* What is being asked
Tally the lines in the records that contain the word "brown", and give only that number.

======== Input data ========

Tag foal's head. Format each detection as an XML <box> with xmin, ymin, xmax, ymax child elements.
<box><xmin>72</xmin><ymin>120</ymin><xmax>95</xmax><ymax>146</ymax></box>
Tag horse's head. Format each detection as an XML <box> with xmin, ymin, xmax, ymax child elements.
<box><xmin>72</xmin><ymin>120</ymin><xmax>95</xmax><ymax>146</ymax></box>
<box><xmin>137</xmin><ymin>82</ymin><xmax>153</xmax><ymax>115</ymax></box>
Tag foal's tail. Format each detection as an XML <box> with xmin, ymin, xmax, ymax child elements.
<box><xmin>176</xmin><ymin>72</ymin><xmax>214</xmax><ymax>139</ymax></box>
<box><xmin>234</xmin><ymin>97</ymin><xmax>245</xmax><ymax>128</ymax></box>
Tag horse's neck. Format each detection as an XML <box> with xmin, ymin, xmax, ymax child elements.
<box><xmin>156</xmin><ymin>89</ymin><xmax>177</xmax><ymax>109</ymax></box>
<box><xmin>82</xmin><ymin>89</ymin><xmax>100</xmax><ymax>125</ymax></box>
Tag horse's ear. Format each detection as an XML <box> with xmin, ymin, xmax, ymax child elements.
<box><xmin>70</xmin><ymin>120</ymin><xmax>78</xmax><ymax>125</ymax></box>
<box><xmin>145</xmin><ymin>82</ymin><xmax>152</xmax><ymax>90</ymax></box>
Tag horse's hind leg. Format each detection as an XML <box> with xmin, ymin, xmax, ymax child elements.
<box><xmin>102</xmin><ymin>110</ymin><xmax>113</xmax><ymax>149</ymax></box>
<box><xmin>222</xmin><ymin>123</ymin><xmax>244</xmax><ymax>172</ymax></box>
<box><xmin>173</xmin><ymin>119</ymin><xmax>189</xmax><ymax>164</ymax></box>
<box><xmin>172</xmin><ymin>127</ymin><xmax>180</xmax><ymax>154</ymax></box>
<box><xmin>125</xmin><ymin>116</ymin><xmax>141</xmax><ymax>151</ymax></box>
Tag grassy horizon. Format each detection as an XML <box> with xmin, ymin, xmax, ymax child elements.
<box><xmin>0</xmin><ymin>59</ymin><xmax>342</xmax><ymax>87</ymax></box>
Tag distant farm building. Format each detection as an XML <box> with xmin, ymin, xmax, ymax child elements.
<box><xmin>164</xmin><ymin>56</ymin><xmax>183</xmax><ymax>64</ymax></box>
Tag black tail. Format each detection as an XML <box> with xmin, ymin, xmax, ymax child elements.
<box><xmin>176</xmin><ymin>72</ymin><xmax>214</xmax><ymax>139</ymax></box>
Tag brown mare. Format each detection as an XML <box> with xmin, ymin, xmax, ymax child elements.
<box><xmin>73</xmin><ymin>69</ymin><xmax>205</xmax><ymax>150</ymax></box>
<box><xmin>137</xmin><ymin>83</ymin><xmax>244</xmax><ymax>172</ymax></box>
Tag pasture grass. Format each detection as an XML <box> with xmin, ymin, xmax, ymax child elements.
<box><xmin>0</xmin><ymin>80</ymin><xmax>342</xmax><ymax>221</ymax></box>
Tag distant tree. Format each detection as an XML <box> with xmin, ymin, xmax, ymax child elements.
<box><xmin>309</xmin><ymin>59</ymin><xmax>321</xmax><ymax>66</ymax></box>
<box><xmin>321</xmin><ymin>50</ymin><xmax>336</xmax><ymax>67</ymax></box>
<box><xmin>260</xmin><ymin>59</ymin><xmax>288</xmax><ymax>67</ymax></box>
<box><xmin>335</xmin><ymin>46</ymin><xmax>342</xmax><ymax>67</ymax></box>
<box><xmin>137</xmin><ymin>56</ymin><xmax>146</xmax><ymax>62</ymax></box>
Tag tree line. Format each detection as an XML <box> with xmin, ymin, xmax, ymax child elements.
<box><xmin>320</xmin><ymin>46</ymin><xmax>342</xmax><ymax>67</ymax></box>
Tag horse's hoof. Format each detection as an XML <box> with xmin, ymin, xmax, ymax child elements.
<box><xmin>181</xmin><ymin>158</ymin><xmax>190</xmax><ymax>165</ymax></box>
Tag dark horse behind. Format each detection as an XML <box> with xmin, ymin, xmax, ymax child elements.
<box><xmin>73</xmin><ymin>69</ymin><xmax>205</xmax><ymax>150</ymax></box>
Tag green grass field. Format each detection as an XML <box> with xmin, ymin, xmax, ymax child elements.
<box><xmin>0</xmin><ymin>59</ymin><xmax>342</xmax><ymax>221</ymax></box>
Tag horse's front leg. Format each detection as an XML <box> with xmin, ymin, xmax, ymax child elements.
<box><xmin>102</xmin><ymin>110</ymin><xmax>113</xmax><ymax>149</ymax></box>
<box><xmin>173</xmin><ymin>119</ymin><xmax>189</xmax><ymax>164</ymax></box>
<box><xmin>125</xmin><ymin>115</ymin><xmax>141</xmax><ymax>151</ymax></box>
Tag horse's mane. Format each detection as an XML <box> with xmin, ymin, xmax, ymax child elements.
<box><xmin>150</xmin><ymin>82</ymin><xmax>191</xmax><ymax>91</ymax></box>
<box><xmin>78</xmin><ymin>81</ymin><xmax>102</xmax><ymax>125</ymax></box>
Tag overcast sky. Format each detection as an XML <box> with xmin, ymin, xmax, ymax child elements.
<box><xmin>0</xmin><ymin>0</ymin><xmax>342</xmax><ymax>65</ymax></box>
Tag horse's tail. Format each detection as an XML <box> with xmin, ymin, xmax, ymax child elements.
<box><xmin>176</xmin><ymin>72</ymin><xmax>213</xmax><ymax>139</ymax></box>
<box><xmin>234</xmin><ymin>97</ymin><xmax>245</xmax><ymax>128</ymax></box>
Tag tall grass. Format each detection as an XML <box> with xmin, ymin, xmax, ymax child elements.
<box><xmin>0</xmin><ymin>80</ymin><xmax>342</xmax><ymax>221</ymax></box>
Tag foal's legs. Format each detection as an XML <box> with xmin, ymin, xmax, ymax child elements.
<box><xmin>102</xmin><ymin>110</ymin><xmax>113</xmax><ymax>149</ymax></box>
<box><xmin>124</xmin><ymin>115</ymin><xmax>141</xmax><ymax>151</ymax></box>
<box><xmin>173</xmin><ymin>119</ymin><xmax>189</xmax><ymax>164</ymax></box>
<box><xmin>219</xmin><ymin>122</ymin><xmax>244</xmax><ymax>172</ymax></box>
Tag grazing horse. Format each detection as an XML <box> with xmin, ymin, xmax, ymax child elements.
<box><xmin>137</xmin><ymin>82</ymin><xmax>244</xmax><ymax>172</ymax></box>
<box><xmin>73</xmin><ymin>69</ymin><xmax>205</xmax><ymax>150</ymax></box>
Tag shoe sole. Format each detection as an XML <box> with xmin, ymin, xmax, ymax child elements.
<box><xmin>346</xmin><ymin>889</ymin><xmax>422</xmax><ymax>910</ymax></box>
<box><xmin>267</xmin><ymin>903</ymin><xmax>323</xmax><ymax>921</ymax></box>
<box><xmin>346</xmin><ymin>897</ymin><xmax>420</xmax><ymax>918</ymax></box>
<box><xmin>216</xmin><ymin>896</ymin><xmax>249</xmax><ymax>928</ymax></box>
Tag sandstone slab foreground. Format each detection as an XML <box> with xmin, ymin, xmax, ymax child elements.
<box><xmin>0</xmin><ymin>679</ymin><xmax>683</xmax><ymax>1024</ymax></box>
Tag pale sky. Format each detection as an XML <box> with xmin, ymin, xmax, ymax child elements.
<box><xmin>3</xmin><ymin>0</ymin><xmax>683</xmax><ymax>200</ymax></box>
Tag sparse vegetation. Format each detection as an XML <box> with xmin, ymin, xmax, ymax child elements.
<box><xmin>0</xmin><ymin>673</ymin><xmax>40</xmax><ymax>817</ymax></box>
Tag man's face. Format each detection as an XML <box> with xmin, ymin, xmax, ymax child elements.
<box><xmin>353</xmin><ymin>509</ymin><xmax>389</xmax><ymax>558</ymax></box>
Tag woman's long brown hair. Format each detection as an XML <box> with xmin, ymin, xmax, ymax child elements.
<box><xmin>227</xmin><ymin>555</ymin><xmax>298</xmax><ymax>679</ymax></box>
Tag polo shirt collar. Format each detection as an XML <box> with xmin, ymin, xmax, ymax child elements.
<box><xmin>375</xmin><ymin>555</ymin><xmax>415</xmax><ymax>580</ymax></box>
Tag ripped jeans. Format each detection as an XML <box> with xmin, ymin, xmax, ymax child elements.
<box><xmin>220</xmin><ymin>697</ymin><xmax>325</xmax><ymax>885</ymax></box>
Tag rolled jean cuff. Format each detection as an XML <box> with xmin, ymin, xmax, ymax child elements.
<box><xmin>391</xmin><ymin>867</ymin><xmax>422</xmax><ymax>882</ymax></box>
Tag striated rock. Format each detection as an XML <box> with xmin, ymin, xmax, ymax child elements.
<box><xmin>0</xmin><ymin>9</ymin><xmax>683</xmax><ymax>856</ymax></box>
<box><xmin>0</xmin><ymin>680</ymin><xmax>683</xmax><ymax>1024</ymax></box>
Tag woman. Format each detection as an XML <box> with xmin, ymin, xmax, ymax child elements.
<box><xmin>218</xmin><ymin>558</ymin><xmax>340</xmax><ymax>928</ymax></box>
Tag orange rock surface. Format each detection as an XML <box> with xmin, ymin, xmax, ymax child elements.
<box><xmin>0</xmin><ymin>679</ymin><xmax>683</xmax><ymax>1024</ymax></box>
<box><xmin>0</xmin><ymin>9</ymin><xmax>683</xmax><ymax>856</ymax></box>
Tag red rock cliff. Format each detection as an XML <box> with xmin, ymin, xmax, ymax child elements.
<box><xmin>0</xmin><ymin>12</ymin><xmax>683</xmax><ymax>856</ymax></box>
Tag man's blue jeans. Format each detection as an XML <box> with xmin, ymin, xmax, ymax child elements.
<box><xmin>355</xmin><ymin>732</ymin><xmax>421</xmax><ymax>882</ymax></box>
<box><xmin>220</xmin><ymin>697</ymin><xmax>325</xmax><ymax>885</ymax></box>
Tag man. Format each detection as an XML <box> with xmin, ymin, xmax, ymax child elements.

========

* Exercise solution
2